## SET PROBLEM
Rewrite the rows below, from the line containing "of the asphalt" through the last row, inclusive. Keep the requests unchanged, multiply every coordinate in the answers by 1.1, round each result to a whole number with halves rounded up, and give only these lines.

--- BEGIN RECORDS SHOWN ---

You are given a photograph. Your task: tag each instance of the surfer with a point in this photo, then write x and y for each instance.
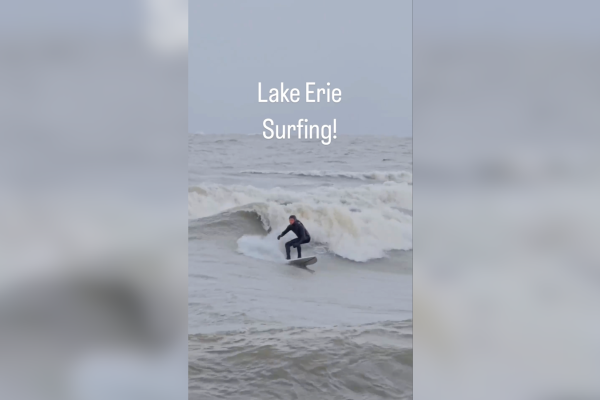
(302, 236)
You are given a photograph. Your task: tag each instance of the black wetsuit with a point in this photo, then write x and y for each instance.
(303, 237)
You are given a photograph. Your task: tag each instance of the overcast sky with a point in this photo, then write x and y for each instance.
(363, 48)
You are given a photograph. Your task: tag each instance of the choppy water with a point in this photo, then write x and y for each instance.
(259, 329)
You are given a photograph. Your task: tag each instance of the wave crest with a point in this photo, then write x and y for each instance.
(359, 223)
(380, 176)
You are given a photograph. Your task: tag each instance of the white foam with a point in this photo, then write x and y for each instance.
(261, 247)
(359, 223)
(380, 176)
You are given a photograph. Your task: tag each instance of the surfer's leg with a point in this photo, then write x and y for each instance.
(299, 248)
(288, 245)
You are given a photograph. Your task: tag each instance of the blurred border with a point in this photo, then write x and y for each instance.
(506, 267)
(93, 231)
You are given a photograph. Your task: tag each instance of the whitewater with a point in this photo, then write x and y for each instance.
(355, 199)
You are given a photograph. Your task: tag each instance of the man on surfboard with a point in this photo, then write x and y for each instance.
(301, 233)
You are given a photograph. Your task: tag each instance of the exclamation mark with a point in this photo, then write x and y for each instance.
(334, 128)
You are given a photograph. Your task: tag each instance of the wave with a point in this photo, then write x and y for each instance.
(360, 223)
(380, 176)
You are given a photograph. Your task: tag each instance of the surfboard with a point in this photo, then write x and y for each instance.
(303, 262)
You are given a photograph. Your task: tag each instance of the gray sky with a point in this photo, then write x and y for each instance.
(363, 48)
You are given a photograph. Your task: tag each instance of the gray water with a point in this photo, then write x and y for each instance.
(260, 329)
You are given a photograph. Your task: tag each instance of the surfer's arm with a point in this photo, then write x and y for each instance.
(284, 232)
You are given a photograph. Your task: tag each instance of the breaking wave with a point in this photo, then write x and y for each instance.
(359, 224)
(380, 176)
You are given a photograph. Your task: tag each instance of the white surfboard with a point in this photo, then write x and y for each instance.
(303, 262)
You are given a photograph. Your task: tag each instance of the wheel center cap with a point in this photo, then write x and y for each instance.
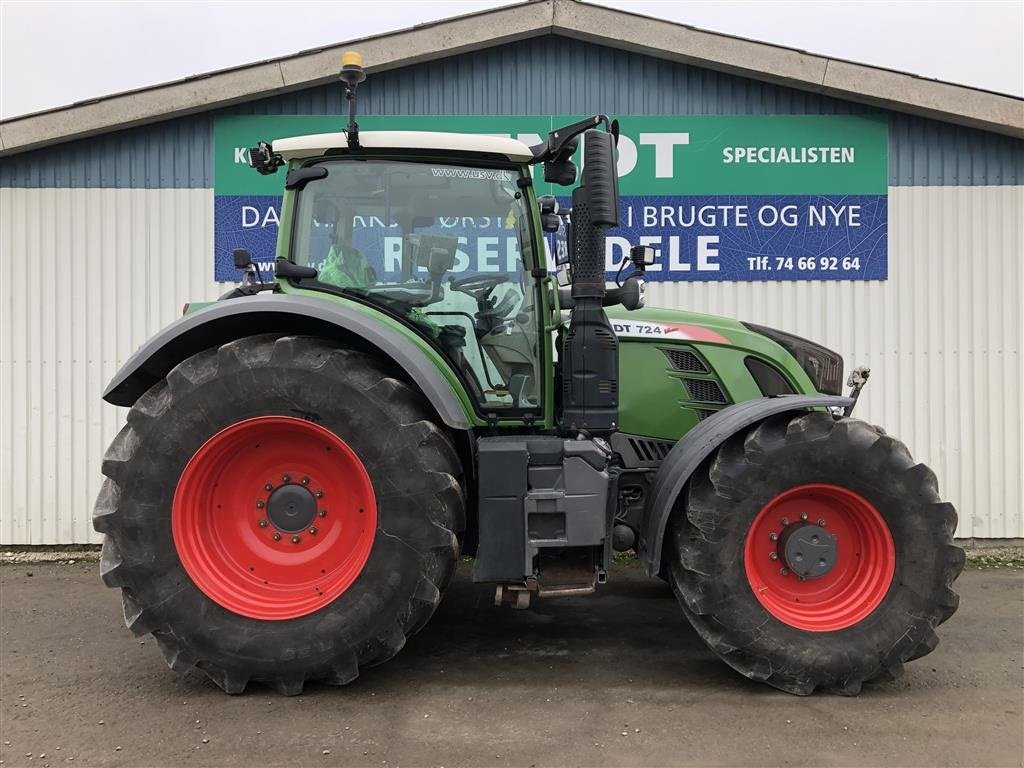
(809, 551)
(291, 508)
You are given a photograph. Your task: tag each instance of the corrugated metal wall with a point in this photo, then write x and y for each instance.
(101, 241)
(94, 272)
(89, 275)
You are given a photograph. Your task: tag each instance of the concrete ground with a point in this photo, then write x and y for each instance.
(615, 679)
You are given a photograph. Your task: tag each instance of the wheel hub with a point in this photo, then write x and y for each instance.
(273, 517)
(801, 527)
(809, 551)
(291, 508)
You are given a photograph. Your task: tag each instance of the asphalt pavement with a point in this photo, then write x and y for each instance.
(616, 678)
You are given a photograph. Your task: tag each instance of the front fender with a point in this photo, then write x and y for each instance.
(226, 321)
(697, 444)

--- END RECORDS SHOWN ---

## CORRECT RESPONSE
You are given a photograph. Your task: tag each instance of the asphalt pavement with a point in this photo, then write x and y for each instance.
(678, 746)
You are given a photograph. Your task: tag each instance of the front fender with a point in this photo, then write x and y for each instance.
(249, 353)
(767, 488)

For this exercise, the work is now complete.